- [TESTO ESTRATTO]:
La bozza ignora un punto cardine della pedagogia contemporanea: la valutazione non serve solo a misurare, ma a comprendere, a interrogare la didattica, a migliorarla. Eppure, nel documento manca ogni riferimento esplicito a questo ruolo trasformativo dell’insegnante.
L’autovalutazione degli studenti, riconosciuta da anni nella normativa italiana, è trattata come un’aggiunta secondaria, quando invece dovrebbe rappresentare uno dei pilastri del processo educativo. È una rimozione grave, in contrasto con tutta la ricerca pedagogica recente e con l’idea stessa di scuola partecipata e democratica.
In assenza di una chiara visione d’insieme, la valutazione rischia di diventare un meccanismo di selezione e controllo che perpetua le disuguaglianze. E così la scuola si allontana dalla sua missione inclusiva ed emancipante.
Più che una revisione del documento, sembra necessaria una riscrittura radicale, che parta da una visione autenticamente democratica dell’educazione. Perché valutare significa scegliere: non solo cosa vedere, ma anche cosa ignorare. E, in definitiva, chi includere e chi lasciare indietro.

- [COMPITI PROPOSTI]:
[1] Nel testo sulla valutazione, in che modo la bozza tratta l'autovalutazione degli studenti?
[2] Elenca tutti gli scopi che il testo sulla valutazione attribuisce alla valutazione nella frase che comincia con "La bozza ignora un punto cardine".

- [ESTRATTI DEL MATERIALE]:
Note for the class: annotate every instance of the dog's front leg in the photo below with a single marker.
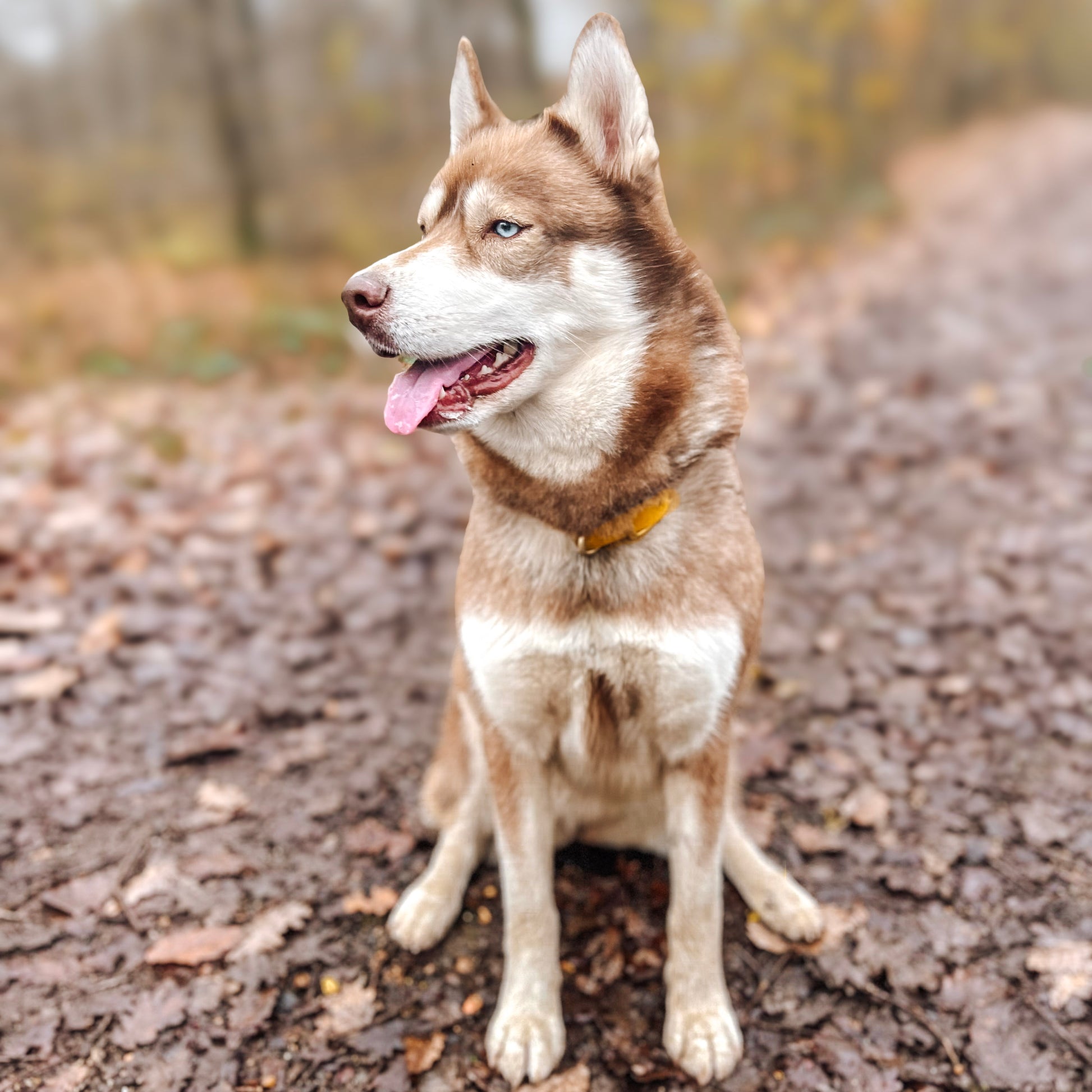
(526, 1033)
(700, 1030)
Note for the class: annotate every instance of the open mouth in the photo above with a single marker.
(441, 391)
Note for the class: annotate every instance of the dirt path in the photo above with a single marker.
(225, 626)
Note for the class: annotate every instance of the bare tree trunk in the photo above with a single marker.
(524, 19)
(234, 112)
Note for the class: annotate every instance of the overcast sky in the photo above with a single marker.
(29, 27)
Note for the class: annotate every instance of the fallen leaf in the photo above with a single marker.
(760, 824)
(364, 525)
(866, 806)
(814, 840)
(15, 659)
(23, 623)
(1043, 824)
(103, 634)
(302, 747)
(265, 933)
(578, 1079)
(83, 894)
(224, 740)
(373, 838)
(46, 685)
(70, 1078)
(379, 901)
(153, 1012)
(159, 877)
(838, 923)
(1067, 966)
(350, 1011)
(194, 947)
(422, 1054)
(218, 864)
(222, 800)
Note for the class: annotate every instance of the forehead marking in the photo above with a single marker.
(434, 199)
(479, 200)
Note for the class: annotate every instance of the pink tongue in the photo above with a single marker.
(414, 393)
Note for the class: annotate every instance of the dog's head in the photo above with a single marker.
(543, 242)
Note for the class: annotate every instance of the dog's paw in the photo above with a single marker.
(705, 1041)
(422, 916)
(788, 910)
(525, 1042)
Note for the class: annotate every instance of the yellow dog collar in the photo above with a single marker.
(636, 524)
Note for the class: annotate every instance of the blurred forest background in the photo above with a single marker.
(185, 185)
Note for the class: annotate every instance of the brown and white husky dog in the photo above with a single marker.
(565, 338)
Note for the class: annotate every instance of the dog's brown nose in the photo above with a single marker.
(363, 297)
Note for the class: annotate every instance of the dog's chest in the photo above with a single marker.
(609, 698)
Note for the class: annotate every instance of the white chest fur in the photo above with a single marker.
(613, 698)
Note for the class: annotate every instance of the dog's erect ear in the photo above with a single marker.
(605, 103)
(471, 106)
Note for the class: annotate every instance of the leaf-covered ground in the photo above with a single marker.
(225, 621)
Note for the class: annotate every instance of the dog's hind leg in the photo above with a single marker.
(767, 888)
(457, 797)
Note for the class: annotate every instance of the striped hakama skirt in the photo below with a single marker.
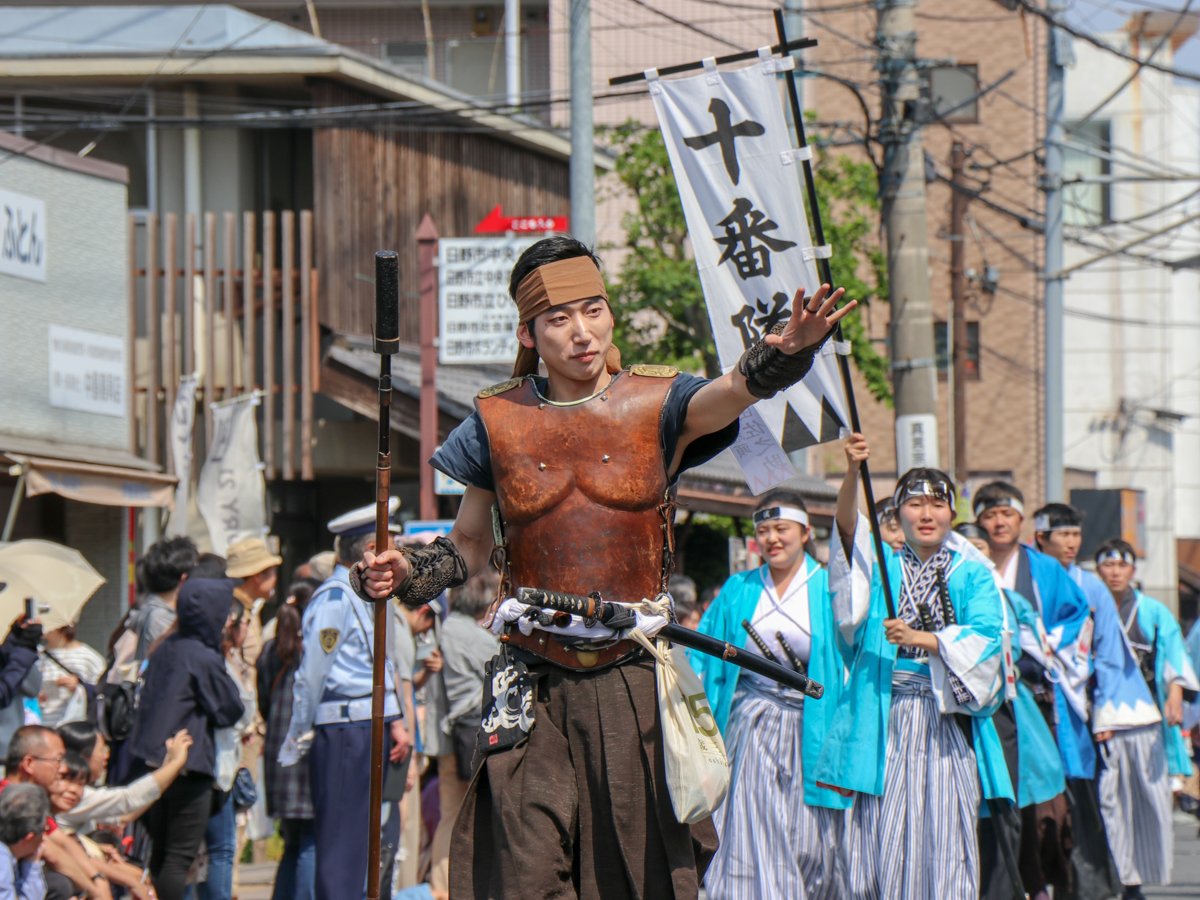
(918, 840)
(1135, 801)
(772, 845)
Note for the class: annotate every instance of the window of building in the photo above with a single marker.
(408, 55)
(941, 347)
(949, 89)
(1086, 204)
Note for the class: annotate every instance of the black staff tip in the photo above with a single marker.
(387, 331)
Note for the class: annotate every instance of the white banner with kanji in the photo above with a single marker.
(741, 183)
(232, 491)
(179, 445)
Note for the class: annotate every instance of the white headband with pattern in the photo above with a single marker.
(1042, 523)
(790, 513)
(982, 505)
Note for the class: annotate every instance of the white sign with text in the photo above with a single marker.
(22, 235)
(87, 371)
(477, 318)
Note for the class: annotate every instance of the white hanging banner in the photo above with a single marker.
(179, 445)
(232, 491)
(742, 196)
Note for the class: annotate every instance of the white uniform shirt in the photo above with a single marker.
(787, 615)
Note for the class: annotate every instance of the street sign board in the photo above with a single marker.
(477, 318)
(496, 222)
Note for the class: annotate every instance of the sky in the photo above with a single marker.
(1097, 16)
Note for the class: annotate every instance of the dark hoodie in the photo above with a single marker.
(186, 684)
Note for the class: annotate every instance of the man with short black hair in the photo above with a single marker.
(36, 757)
(163, 569)
(331, 713)
(1120, 699)
(567, 477)
(23, 814)
(1135, 785)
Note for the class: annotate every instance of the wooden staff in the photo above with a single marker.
(387, 342)
(843, 363)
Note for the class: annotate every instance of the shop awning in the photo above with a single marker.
(91, 483)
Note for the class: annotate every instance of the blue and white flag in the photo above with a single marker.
(739, 179)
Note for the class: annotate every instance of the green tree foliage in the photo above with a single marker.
(659, 275)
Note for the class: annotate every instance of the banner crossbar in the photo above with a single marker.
(801, 43)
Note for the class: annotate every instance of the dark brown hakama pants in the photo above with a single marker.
(581, 808)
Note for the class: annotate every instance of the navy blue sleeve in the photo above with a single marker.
(466, 456)
(675, 414)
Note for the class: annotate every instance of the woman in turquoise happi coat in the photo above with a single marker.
(912, 736)
(779, 831)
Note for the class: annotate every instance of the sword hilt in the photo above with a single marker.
(759, 642)
(797, 663)
(943, 595)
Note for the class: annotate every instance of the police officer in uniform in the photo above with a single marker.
(331, 714)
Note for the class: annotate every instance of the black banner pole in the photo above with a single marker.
(827, 279)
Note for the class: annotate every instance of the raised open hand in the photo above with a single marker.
(811, 319)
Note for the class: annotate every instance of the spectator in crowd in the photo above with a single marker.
(258, 570)
(163, 570)
(67, 665)
(36, 757)
(107, 805)
(688, 613)
(19, 676)
(288, 796)
(222, 833)
(185, 687)
(889, 525)
(23, 814)
(298, 597)
(65, 793)
(466, 648)
(209, 565)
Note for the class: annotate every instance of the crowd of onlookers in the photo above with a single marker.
(149, 765)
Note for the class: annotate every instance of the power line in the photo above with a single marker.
(1097, 42)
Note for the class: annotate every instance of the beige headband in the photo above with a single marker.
(553, 285)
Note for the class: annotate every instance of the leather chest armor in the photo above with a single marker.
(582, 489)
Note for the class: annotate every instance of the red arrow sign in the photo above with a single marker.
(497, 222)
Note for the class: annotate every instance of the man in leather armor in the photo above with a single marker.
(577, 466)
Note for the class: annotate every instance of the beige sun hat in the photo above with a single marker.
(249, 557)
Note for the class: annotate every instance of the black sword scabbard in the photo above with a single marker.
(759, 642)
(797, 663)
(609, 611)
(943, 597)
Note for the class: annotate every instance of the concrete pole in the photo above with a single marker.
(193, 197)
(513, 51)
(151, 153)
(427, 285)
(913, 364)
(583, 201)
(1059, 54)
(959, 331)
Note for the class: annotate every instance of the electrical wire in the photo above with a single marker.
(1097, 42)
(1127, 82)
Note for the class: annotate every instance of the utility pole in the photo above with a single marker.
(1060, 54)
(513, 51)
(959, 331)
(913, 363)
(583, 202)
(427, 279)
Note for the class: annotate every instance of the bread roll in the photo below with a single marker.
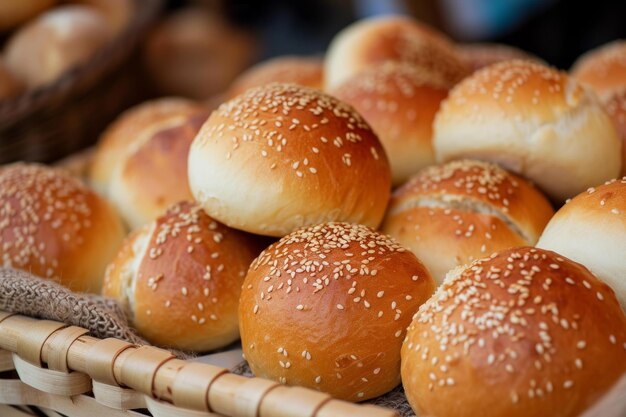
(326, 308)
(180, 278)
(399, 101)
(10, 86)
(15, 12)
(141, 160)
(480, 55)
(533, 120)
(390, 38)
(615, 105)
(282, 156)
(591, 229)
(603, 68)
(57, 41)
(55, 227)
(195, 53)
(304, 71)
(452, 214)
(522, 333)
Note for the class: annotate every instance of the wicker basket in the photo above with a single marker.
(58, 367)
(68, 115)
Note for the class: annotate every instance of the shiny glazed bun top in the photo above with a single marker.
(55, 227)
(522, 333)
(326, 307)
(282, 156)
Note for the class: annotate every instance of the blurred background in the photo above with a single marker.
(51, 106)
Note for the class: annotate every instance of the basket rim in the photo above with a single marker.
(85, 75)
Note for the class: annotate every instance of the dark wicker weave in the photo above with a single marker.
(68, 115)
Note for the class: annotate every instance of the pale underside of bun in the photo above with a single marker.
(282, 156)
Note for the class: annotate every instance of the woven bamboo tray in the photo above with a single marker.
(59, 367)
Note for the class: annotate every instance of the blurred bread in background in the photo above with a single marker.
(141, 160)
(10, 86)
(58, 40)
(15, 12)
(302, 70)
(391, 38)
(196, 53)
(480, 55)
(533, 120)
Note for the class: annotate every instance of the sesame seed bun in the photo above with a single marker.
(603, 68)
(283, 156)
(533, 120)
(615, 106)
(391, 38)
(591, 229)
(480, 55)
(452, 214)
(326, 307)
(522, 333)
(55, 227)
(300, 70)
(399, 101)
(58, 40)
(180, 277)
(141, 160)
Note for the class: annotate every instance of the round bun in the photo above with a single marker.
(603, 68)
(141, 160)
(533, 120)
(14, 13)
(304, 71)
(55, 227)
(10, 86)
(283, 156)
(180, 277)
(195, 53)
(452, 214)
(480, 55)
(522, 333)
(591, 229)
(391, 38)
(327, 307)
(55, 42)
(615, 105)
(399, 101)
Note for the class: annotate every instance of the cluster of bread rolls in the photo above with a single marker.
(478, 156)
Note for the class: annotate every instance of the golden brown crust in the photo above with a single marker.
(128, 128)
(399, 101)
(451, 214)
(180, 279)
(524, 332)
(591, 229)
(58, 40)
(533, 120)
(304, 71)
(480, 55)
(615, 105)
(55, 227)
(14, 13)
(326, 308)
(391, 38)
(603, 68)
(283, 156)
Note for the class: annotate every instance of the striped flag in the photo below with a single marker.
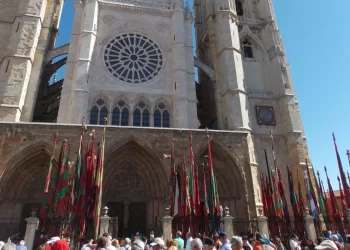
(206, 207)
(192, 189)
(312, 201)
(342, 175)
(62, 185)
(98, 182)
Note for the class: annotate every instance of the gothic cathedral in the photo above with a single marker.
(133, 61)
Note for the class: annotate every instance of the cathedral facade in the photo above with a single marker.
(132, 62)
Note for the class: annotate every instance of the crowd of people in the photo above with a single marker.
(220, 241)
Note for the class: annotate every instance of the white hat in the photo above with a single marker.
(157, 241)
(52, 240)
(327, 244)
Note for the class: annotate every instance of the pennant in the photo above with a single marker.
(99, 181)
(342, 175)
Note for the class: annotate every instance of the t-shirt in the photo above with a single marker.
(225, 246)
(180, 242)
(111, 247)
(188, 243)
(257, 246)
(294, 245)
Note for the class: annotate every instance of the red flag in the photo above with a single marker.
(342, 175)
(198, 202)
(62, 185)
(206, 207)
(263, 195)
(335, 210)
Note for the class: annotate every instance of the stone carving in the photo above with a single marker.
(137, 3)
(109, 19)
(126, 214)
(162, 27)
(133, 25)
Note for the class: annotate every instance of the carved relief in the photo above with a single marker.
(109, 19)
(127, 184)
(162, 27)
(133, 25)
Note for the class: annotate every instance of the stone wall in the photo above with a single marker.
(26, 148)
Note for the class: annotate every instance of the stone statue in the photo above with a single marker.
(126, 214)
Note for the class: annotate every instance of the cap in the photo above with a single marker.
(236, 239)
(196, 243)
(327, 244)
(208, 241)
(157, 241)
(52, 240)
(222, 234)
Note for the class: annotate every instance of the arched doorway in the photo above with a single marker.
(21, 188)
(135, 187)
(232, 187)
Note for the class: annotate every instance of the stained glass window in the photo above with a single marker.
(120, 115)
(161, 116)
(133, 58)
(98, 112)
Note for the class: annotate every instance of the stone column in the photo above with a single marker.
(309, 225)
(167, 225)
(104, 221)
(228, 223)
(32, 224)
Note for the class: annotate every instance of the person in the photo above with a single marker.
(295, 243)
(9, 246)
(40, 247)
(196, 244)
(334, 238)
(216, 241)
(21, 246)
(151, 237)
(225, 243)
(257, 244)
(208, 244)
(158, 244)
(327, 245)
(279, 244)
(86, 245)
(310, 244)
(60, 245)
(179, 240)
(172, 245)
(1, 244)
(188, 240)
(236, 243)
(138, 245)
(127, 244)
(246, 244)
(51, 241)
(115, 243)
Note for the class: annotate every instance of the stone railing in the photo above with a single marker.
(250, 20)
(142, 4)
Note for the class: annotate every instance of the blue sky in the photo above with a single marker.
(317, 42)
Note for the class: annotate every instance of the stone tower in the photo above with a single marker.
(131, 61)
(253, 88)
(28, 29)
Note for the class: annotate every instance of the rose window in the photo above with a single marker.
(133, 58)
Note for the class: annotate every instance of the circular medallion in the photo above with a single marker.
(133, 58)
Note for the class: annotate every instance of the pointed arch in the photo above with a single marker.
(247, 34)
(230, 177)
(138, 156)
(31, 162)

- [RISPOSTE AI COMPITI]:
[1] Come un'aggiunta secondaria.

[2]
- misurare
- comprendere
- interrogare la didattica
- migliorare la didattica